**Exercise aim:** Transcribe the listing word for word.

##### Rows

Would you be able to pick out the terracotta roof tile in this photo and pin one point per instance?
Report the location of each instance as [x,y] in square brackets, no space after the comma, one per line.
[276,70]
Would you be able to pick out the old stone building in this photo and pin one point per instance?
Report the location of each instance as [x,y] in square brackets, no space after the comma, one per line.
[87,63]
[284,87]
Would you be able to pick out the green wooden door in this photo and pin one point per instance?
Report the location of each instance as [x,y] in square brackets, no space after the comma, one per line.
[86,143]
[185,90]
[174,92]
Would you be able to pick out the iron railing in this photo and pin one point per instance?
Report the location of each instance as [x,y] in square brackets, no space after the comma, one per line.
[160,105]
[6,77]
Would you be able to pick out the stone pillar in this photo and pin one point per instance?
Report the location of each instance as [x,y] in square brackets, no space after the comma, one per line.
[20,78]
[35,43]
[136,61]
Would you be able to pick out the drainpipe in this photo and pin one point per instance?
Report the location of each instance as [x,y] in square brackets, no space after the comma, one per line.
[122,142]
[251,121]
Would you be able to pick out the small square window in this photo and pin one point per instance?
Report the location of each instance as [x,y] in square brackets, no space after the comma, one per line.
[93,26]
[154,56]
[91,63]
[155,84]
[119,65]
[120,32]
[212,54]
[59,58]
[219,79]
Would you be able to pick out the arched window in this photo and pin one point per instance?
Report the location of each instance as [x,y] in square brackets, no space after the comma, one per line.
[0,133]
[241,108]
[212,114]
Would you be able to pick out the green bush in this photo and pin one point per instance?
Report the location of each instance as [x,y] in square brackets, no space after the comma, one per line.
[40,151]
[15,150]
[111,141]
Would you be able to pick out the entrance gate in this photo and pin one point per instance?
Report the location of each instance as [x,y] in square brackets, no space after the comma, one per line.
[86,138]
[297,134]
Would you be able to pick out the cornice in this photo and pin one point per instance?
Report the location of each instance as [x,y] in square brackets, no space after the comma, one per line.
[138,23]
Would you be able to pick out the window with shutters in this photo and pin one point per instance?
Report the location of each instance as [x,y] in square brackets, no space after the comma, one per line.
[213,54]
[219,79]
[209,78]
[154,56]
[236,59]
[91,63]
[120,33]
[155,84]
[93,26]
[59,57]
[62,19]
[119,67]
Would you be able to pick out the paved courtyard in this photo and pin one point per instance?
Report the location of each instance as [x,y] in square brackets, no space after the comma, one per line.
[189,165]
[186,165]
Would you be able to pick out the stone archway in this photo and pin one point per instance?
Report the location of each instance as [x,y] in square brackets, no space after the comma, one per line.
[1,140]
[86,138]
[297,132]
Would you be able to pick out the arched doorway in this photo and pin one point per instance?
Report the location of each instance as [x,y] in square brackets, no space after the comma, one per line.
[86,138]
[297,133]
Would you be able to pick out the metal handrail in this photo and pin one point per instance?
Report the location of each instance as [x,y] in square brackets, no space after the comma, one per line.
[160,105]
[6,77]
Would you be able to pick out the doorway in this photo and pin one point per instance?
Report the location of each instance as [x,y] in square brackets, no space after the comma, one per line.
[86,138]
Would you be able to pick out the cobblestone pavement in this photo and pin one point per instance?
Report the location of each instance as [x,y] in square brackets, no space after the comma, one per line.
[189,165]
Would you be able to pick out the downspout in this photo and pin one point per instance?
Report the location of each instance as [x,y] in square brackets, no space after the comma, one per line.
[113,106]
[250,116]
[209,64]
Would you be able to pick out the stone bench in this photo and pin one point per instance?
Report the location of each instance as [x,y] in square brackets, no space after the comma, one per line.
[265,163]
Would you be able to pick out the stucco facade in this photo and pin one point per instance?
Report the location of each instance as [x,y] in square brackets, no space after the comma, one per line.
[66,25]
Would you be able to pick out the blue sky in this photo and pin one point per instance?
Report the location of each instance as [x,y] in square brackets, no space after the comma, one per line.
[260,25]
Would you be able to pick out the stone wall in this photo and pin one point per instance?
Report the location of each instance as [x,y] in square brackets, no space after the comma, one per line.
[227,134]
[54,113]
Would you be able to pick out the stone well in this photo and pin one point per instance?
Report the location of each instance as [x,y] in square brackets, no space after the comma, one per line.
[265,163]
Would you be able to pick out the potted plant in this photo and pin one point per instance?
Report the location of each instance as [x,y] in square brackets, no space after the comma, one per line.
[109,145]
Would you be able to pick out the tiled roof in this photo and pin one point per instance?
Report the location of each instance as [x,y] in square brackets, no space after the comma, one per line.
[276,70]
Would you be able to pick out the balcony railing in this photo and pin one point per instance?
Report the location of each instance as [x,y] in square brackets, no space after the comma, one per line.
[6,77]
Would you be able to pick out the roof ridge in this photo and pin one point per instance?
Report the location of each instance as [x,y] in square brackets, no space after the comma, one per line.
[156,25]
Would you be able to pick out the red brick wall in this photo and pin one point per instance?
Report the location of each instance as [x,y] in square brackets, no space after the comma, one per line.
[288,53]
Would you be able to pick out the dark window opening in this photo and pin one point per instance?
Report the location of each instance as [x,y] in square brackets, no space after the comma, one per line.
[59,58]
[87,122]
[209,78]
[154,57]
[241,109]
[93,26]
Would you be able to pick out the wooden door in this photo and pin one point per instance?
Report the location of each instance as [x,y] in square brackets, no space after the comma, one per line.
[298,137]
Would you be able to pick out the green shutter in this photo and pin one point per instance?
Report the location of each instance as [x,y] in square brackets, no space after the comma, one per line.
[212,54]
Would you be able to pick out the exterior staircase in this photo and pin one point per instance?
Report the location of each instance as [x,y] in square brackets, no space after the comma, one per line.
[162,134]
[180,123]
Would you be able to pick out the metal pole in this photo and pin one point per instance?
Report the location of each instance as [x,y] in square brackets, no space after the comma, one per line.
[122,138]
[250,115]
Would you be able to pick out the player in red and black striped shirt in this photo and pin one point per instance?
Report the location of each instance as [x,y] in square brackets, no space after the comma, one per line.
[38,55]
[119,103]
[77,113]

##########

**Exercise output:**
Would you be able to pick out the terracotta roof tile in this photo and pin one point per instance?
Report the location of each instance as [x,y] in square brackets, no space after the comma, one per line.
[276,70]
Would you be able to pick out the old stone building in this photo and pin one point per instance?
Report the location of each instance as [x,y] in square brackets, no space after the comma, one per line.
[87,63]
[284,87]
Would you be able to pick out the green wooden door in this photo and pin one point per instance?
Report the location of each instance as [x,y] in square brackets, no space after the comma, one per line.
[86,143]
[185,90]
[174,92]
Would you be able to pick out the iron railing in this photo and pin one point per instance?
Report the location of each instance as [x,y] in square brackets, no space after the comma, one per line.
[160,105]
[6,77]
Would you be able to pick out the stone pillar in this photo and pin one point per instance?
Report the location of each instance as [x,y] in square brackets, no space after the comma, one per line.
[20,78]
[35,43]
[136,61]
Would you be able to pick out the drainpipe in this photo and pin one point per instance?
Report the location of each instance as [x,y] in square brackets, no space after the comma, one per line.
[122,142]
[251,121]
Would you be able to pick out the small square window in this photo and pin one point per instance?
Report the location of each instance as [x,y] in square brackets, no space after the comma, one per line.
[93,26]
[154,56]
[91,63]
[155,84]
[119,65]
[120,32]
[212,54]
[59,58]
[219,79]
Would you be able to pick out the arched window in this photo and pin one point per instance?
Report the location of each instance as [x,y] in square brackets, no space after the comma, one per line.
[0,133]
[241,108]
[212,114]
Would you be able to pick out the green bush in this photo and pin one point per instance?
Report the location of each instance as [x,y] in square brackets, no space after the comma, one per line.
[40,151]
[15,150]
[111,141]
Would you be able to pick out the entrance gate in this photo and pin one point per instance?
Report the location of each instance as [x,y] in square brackets, no space after the comma, one per line.
[86,138]
[297,134]
Would you be able to pick out the cornice in this photo and pin one point per instance?
Report the location of each instance as [x,y] in square brackets, no space after the comma, one per line.
[138,23]
Would you be able to pick out the window with shutters in this photo and pin one point per instance?
Report the location of each instance as [x,y] in square brackets, no space after the comma, one per line.
[213,54]
[219,79]
[209,78]
[154,56]
[236,59]
[91,63]
[120,33]
[155,84]
[93,26]
[59,57]
[62,19]
[119,67]
Would you be able to pick out the paved courtyard in this photo and pin one point per instance?
Report the location of each instance as [x,y] in square brackets, no space after the comma, one per line.
[189,165]
[186,165]
Would you be able to pick out the stone archway in this photo and pin one point per instance?
Report the location of each instance as [x,y] in square brackets, no space after the comma, one per line.
[1,140]
[86,138]
[297,132]
Would you be able to pick out the arched doorway in this photo and pin one point per instance?
Report the location of each instance as [x,y] in square brackets, no space after the comma, one per line.
[86,138]
[297,133]
Would you be able to pick out the metal handrail in this photo and pin one point per instance?
Report the location of each instance as [x,y] in square brackets, no space after the comma, one per line.
[160,105]
[6,77]
Would you be able to pick out the doorway in this photo and pin one point per instance?
Report the location of each instance as [x,y] in square brackets, no space after the comma, one per line.
[86,138]
Would you be able to pick out the cobblestone pavement in this photo and pin one point per instance?
Report the location of each instance as [x,y] in square brackets, no space after the comma, one per line.
[189,165]
Would you be able to pick out the downspout in this photo and pin one point per instance?
Report the location of each instance as [x,y] in square brackets, no space after the comma, one per line.
[113,106]
[250,116]
[209,64]
Would you be able to pick out the stone bench in this photo and pin one point per instance?
Report the location of each instance as [x,y] in square brackets, no space after the comma, one per line.
[265,163]
Would you be able to pick out the stucco facade in this photo and pin one point per instance?
Report the location of each instance as [x,y] in square brackets, no space after the comma, one per line.
[66,25]
Would you be able to pick out the blue sky in this photo and pin one point per instance?
Report the location of each instance as [x,y] in square brackets, no space after the comma, one per line.
[260,25]
Would you be able to pick out the stone wall in this photo and pin one point per instance?
Report the location of each instance as [x,y] in square brackets, no space after the comma, one per line.
[227,134]
[54,113]
Would you be able to pick out the stone well in this photo and pin one point per instance?
Report the location of each instance as [x,y] in square brackets, no space after the comma, one per line.
[265,163]
Would you be able to pick out the potted plant in this photo and pin one point per instance?
Report the location of each instance as [x,y] in square brackets, no space after the comma, one per line.
[109,145]
Would you be able to pick out the tiled roof in this photo and pin one point per instance?
Report the location of each instance as [x,y] in square brackets, no space after the comma, one per line.
[276,70]
Would you be able to pick out the balcony railing in this photo and pin one point per instance?
Report the location of each instance as [x,y] in square brackets, no space after the comma, one per line.
[6,77]
Would you be able to pick out the roof ridge in this photo and pin one point per instance?
Report the location of each instance as [x,y] in square brackets, no space after the comma, one per line.
[156,25]
Would you be able to pick out the red brick wall in this photo and pin one point per instance?
Report the location of each instance as [x,y] in square brackets, no space after the comma, one per line.
[288,53]
Would you be able to pick out the dark window opening in this photo and pin one point per instance?
Report the location of each instance as [x,y] in square brackets, no space after the comma, one per line.
[59,58]
[87,122]
[209,78]
[154,57]
[241,109]
[93,26]
Would you be able to pick out the wooden door in this photo and pin one point per instance?
Report the location of each instance as [x,y] in square brackets, no space after the comma, one per line.
[298,137]
Would you be able to pick out the green shutter in this photo and pin one point per instance?
Report the location of each instance as [x,y] in square brackets, no space after the comma, one per line.
[212,54]
Would you be able to pick out the exterior staircase in this photo and pin one point per instance?
Report the location of each instance as [x,y] in square brackets, no space after the comma, one per line.
[162,134]
[180,123]
Would you be able to pick out the metal pole in this photo and pin one point per instance?
Report the location of each instance as [x,y] in square brackets, no space after the comma, one per line.
[122,138]
[250,115]
Would you be able to pick out the player in red and black striped shirt in this photo and pin one point per instance?
Report the location of each instance as [x,y] in square brackets, no space after the comma, one per line.
[38,55]
[119,103]
[77,113]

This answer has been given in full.